▸ Set tasks
A) Summarize the text about sleep-training a three-year-old in two sentences.
B) Pick up the account of sleep-training a three-year-old and carry it on from its final sentence.

------ Text shown ------

Tonight was day two of the journey to sleep-train my three-year old. I re-arranged my room and put his toddler bed as far away as possible from my bed. He has his own room, but I wanted to transition him there gradually. Or at least that’s what I had to tell myself.
I sleep-trained my first by letting him self-soothe (cry it out) in his crib, while I went in to console him countless times and cried, too. It never sat right with me.
When I think about that, I regret allowing myself to be pressured into using the Ferber Method. It only made things harder for me as I was nursing, and the baby still wanted to feel me close. I felt it and knew it, and I continued with the Ferber Method anyway.
I learned that I am not one of those self-soothing moms. And I do wish I had done it differently, but I’m glad I saw the lesson and could apply it to my second.
It only took a few days of my first crying it out, and me going in and out trying to console him. He eventually stopped crying. He slept through the night and self-weaned a few months later.
To everyone it seemed like a success, but to me it still felt like I could have and should have done it a better way.
Fast-forward to tonight, I was putting my little one to bed as he frantically walked around the house sobbing, and searching for spider man and bat man to sleep with, and it just came to me.
For the last few hours, I had allowed myself to feel this sort of anger, frustration, even annoyance. A few people and events got to me, but in reality I was just choosing to still be pissed.
And during this time of his need, as my little one procrastinated because he knew sleeping in his own bed was imminent, I realized that I wasn’t present. Not for him and not for myself.
I wasn’t there with him in that moment, allowing him to not only see me “trying to be okay,” but actually being okay and calm and calming to him.
Last night, day one didn’t go so well. He was frantic, too, got up multiple times, and eventually cried so much, he upset himself to the point of vomiting. Needless to say, he ended up in my bed. #notsorry#noregrets
So as I tucked him in his bed tonight, I prayed, sang, and then went silent. I began breathing deeply. I didn’t know what else to do!
I was sitting on the floor next to his bed, legs already crossed. I erected my back, turned my palms, closed my eyes and focused on breathing.
Eyes closed, I became fully present in the moment by only focusing on that breath. I didn’t speak to him or touch him, but I was sitting right next to him so he would know I was there.
My intention was to find a way to soothe him into this new thing, sleeping in his bed. But I knew I had to find a way to control what was going on in me first, before I could ever help him.
Soon I could hear his breathing getting deeper. I peaked with one eye and his were still open.
I went back to meditating.

------ Extracted data ------

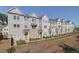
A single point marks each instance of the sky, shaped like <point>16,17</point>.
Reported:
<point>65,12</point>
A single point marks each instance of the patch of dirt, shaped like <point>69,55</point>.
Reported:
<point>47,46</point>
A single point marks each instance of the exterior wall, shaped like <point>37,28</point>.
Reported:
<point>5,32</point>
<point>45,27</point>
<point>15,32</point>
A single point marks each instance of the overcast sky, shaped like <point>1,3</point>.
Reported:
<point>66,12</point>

------
------ Extracted data ------

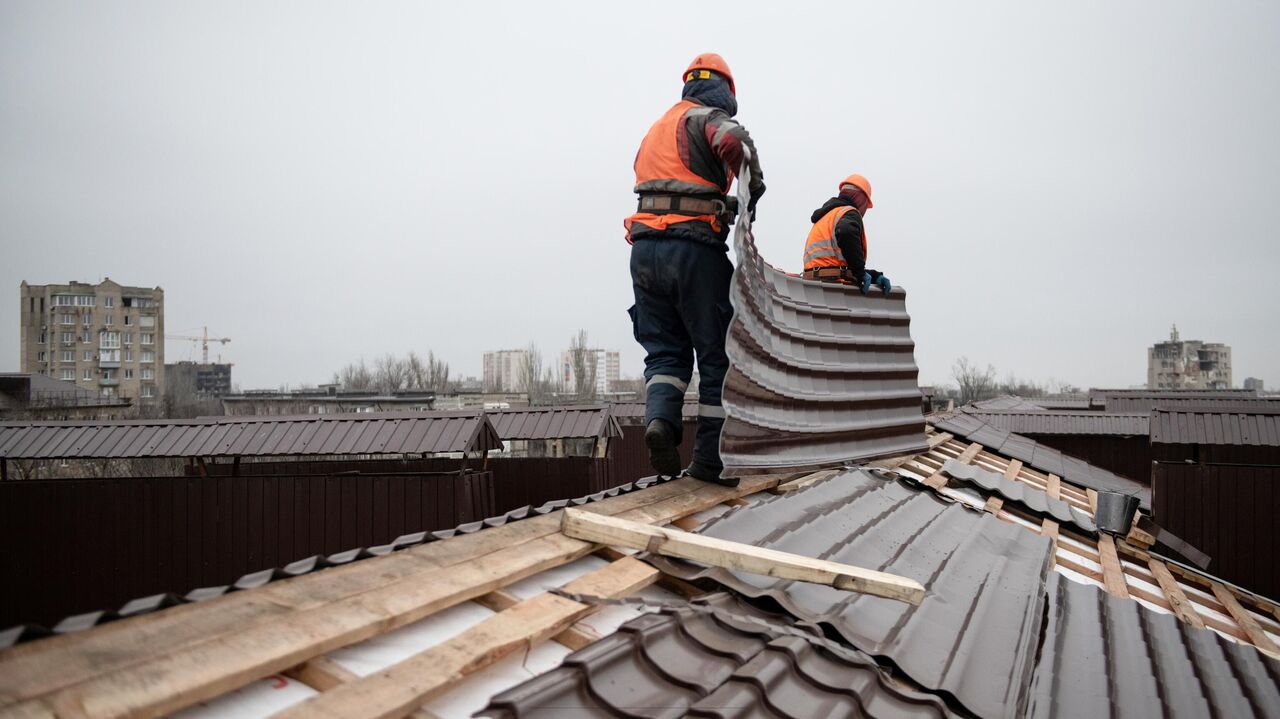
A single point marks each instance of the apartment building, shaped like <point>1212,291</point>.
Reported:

------

▸ The replies
A) The writer describes the second night of sleep-training a three-year-old, recalling regret over using the Ferber Method with a first child and a hard first night this time that ended with the boy vomiting and sleeping in the writer's bed. Tonight, after realizing that hours of lingering anger had kept the writer from being present, the writer sat silently beside his bed and meditated, and soon heard his breathing grow deeper.

B)
Every time I meditate, after I get into my breathing, I focus on a statement/affirmation/
I’m not an expert at meditating nor have I ever been formally trained. I have watched a million videos and read a ton of books, blogs and articles, so that makes me a reliable source to MYSELF. Maybe one day I’ll make it official. Maybe and probably not.
Anyway, this is how I’ve managed to silence the thoughts and when they can’t be silenced and/or aren’t meant to? This process has allowed me to listen through the noise and distractions.
During the whole time I was pissy earlier, he was too. When it was time to sleep in his own bed, and I wasn’t there for him fully in that moment, he was frantic. When I focused my attention on ME, not him, he felt reassured, complete and safe enough to fall asleep.
Of course I already knew the fundamentals of energy. I already knew that I could impact his entire existence like that. I already knew that if I only got my emotions together and went within, I was one instant, one decision away from being in a totally different mental state.
But I had CHOSEN to be pissed. Allowed it. Sat in it. Just kinda stayed there. It happens to everyone!
Well, decision time came, and I could no longer my personal responsibility. No person, situation, event had caused me to truly be pissed. I was making that choice and I was ignoring the consequences of that choice.
I had no idea meditating was going to work. I didn’t know what to do to calm him. And I knew I wasn’t calm and wasn’t present, so instead of ignoring those feelings and thoughts, I embraced them and I released them.
Within 10 minutes he was completely asleep and snoring.
As I pried Batman and Spiderman from his loving grip, I saw his angelic little face and it reminded me of just how powerful and capable we human beings are.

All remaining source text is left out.